• **Point localization data**
_____

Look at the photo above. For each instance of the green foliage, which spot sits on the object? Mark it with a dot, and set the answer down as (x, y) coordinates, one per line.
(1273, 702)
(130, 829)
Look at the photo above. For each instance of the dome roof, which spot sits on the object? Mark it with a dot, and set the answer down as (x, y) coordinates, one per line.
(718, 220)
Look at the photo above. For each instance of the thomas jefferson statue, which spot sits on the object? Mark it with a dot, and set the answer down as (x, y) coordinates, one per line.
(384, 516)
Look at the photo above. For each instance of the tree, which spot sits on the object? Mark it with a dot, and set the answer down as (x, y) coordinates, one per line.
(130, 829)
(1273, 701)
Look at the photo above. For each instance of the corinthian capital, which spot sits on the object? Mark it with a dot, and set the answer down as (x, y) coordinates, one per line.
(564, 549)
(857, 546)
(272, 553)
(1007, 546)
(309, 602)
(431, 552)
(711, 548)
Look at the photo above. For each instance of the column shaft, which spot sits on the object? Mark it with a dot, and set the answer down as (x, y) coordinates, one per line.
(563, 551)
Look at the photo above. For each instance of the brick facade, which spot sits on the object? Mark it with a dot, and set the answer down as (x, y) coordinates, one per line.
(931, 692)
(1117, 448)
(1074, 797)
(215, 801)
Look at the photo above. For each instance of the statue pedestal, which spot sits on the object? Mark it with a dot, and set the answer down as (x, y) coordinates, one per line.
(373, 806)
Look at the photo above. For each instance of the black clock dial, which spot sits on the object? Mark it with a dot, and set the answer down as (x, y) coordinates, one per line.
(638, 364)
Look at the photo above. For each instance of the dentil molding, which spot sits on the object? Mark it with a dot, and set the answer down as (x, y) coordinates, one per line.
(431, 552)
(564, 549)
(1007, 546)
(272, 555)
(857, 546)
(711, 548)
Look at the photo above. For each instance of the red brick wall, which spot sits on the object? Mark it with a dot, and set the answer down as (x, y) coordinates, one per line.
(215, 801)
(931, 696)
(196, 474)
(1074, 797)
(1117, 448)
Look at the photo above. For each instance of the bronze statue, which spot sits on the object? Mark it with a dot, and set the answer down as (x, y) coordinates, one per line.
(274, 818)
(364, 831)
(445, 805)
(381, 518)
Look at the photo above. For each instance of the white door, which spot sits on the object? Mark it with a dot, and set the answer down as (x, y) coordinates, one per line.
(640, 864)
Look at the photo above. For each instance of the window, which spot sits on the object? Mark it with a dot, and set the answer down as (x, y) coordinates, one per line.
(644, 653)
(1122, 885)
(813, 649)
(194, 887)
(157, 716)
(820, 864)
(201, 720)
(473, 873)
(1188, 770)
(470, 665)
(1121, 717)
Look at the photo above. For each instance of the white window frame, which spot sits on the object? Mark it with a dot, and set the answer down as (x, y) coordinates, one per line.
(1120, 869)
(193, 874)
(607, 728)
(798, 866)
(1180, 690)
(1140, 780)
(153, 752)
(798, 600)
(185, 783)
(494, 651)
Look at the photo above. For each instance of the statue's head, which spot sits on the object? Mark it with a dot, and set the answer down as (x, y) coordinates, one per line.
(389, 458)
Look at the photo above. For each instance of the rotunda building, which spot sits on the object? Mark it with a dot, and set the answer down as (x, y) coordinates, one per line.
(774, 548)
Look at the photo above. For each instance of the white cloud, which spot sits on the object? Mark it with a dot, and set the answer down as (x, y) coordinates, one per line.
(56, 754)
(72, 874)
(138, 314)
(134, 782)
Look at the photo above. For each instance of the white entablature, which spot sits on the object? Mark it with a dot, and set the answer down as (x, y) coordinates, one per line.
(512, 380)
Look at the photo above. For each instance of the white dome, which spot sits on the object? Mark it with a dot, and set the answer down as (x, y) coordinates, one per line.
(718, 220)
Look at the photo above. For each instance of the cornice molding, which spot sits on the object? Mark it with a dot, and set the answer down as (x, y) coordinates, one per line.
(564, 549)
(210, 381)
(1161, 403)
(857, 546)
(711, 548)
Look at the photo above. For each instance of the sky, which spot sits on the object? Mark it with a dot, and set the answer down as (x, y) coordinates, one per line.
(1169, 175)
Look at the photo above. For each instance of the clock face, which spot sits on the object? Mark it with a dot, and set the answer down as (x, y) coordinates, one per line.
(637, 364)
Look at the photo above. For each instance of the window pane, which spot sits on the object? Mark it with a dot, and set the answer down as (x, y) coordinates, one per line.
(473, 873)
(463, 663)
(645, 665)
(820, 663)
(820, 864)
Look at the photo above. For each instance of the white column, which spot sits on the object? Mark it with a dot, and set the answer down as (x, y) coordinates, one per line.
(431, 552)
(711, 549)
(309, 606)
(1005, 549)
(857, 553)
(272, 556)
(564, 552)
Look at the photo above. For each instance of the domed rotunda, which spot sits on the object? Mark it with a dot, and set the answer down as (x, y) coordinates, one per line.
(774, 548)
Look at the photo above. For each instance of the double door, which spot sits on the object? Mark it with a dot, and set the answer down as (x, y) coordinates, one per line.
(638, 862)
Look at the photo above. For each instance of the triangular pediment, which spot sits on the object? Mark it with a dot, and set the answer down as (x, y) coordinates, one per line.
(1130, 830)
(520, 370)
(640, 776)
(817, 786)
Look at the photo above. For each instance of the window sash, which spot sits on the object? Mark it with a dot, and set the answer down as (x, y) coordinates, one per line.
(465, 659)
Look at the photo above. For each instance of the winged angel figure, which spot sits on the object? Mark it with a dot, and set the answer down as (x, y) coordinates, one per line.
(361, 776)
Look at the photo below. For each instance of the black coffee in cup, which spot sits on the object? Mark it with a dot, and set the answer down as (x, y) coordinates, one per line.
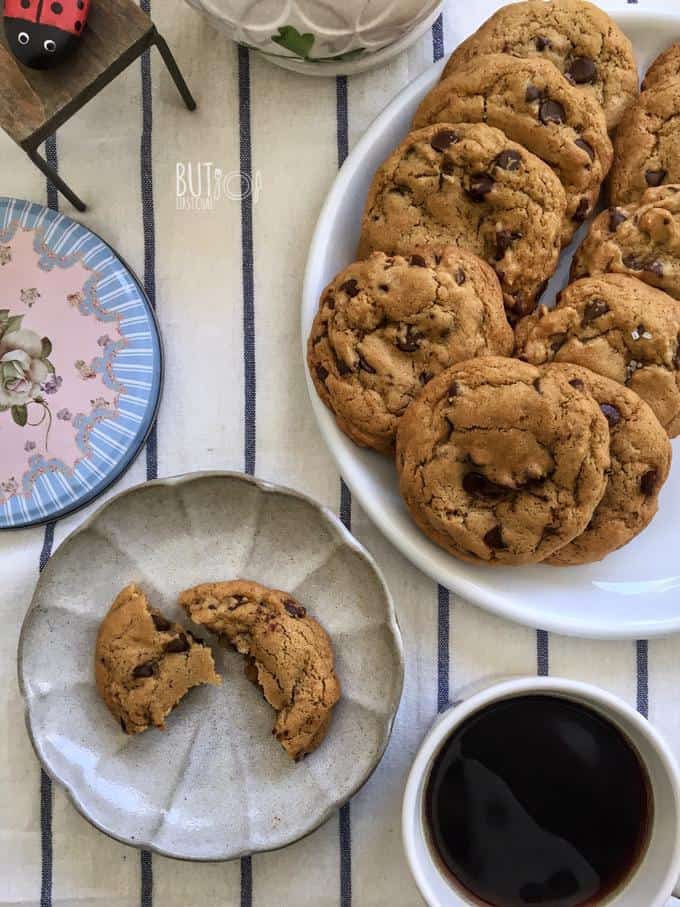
(538, 800)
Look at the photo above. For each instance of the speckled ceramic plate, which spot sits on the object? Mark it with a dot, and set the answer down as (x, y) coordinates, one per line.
(633, 593)
(80, 365)
(215, 785)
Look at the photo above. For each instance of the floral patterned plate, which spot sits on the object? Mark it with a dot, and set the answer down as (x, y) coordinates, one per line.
(80, 365)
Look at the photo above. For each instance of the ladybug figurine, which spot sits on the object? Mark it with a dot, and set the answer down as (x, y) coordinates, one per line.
(40, 33)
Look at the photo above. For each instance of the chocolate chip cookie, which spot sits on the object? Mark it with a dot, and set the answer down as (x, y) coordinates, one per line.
(577, 37)
(389, 324)
(501, 462)
(288, 654)
(469, 185)
(647, 145)
(530, 101)
(664, 68)
(641, 240)
(145, 663)
(640, 454)
(618, 327)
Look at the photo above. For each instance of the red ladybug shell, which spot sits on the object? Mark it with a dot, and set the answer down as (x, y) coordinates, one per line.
(67, 15)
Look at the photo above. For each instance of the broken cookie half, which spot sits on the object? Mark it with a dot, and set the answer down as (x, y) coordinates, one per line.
(288, 654)
(145, 663)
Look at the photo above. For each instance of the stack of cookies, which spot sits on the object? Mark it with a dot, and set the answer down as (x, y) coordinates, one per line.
(521, 434)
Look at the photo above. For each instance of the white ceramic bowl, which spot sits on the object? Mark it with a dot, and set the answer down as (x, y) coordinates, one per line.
(634, 592)
(320, 38)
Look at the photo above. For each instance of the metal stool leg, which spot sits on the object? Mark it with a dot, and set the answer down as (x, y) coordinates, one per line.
(55, 179)
(174, 71)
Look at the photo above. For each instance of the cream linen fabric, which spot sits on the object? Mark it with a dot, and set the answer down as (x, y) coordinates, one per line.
(294, 141)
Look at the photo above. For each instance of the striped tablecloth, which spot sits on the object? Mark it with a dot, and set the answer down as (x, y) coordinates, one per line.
(226, 283)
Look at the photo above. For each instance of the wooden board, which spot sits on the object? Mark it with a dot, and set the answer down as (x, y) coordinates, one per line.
(33, 103)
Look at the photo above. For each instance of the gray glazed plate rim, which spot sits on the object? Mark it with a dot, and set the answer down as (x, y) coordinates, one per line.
(391, 621)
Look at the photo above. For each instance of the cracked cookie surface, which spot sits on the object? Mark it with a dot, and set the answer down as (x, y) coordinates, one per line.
(535, 106)
(647, 145)
(642, 241)
(469, 185)
(502, 462)
(387, 325)
(618, 327)
(289, 654)
(640, 455)
(664, 68)
(145, 663)
(580, 39)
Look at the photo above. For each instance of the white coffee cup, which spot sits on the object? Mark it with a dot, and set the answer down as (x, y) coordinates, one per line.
(650, 884)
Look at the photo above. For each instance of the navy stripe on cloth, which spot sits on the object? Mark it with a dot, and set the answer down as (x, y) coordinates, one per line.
(345, 816)
(247, 266)
(149, 234)
(642, 653)
(443, 666)
(248, 287)
(47, 856)
(542, 653)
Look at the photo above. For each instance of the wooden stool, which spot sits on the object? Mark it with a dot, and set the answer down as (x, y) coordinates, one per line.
(34, 103)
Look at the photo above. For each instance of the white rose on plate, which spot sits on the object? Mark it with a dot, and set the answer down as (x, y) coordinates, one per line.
(24, 365)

_____

• **WORK TO BE COMPLETED**
Please quote exactly the lines from the one containing "the white rose" through the last line of the records above, both included, and nothing else.

• **ANSWER SECTION**
Look at the photo above. For each instance of the white rose on plate, which spot sits on the object? Mark it with a dot, and set the answer down as (x, y) coordinates, one per line.
(24, 365)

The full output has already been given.